**SUPPLIED ENTRIES:**

>>>

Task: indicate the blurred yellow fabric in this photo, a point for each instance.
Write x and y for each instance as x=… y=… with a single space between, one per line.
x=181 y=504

<<<
>>>

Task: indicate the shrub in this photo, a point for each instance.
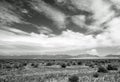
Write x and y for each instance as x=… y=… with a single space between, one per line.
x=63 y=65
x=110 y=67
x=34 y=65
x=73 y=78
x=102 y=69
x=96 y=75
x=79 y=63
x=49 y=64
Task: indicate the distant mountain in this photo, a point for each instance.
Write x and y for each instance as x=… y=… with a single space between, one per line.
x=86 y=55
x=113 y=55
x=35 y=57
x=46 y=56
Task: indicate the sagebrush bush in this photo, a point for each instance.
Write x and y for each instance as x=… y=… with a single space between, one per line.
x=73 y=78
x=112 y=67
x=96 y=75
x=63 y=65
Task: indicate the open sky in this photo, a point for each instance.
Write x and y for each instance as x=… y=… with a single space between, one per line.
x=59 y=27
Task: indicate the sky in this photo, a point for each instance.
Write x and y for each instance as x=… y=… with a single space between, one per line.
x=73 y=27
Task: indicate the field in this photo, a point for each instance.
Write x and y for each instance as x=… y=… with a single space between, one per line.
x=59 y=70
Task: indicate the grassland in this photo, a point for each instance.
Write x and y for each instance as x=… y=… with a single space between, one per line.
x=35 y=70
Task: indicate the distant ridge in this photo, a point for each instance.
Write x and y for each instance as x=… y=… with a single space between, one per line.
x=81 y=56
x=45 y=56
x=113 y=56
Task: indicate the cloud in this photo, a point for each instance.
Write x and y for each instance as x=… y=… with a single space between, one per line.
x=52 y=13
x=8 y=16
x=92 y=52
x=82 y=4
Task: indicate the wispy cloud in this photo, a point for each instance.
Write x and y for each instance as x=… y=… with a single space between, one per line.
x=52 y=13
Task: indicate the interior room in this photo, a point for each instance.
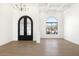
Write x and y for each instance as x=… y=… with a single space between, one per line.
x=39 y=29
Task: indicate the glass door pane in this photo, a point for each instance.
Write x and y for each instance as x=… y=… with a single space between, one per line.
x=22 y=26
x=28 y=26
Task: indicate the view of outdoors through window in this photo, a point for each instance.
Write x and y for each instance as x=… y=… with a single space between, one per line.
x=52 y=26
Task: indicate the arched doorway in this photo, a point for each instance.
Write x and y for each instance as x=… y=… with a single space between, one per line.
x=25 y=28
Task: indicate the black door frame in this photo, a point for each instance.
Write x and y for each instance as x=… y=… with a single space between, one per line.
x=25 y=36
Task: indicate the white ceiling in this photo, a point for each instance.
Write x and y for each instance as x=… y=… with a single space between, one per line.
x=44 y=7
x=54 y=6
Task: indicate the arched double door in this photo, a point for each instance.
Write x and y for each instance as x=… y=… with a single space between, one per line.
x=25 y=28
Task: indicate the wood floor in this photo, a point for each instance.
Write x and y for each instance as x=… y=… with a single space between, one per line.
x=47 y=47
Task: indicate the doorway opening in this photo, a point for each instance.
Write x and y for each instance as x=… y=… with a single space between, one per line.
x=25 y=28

<<<

**AIM OF THE TASK:** Locate each line in the data above that contains the word "doorway", and copy each of those lines out in full.

**TASK RESPONSE:**
Task: indicate the arched doorway in this photo, a point for each instance.
Task: indicate the doorway opening in this photo, a point for each instance.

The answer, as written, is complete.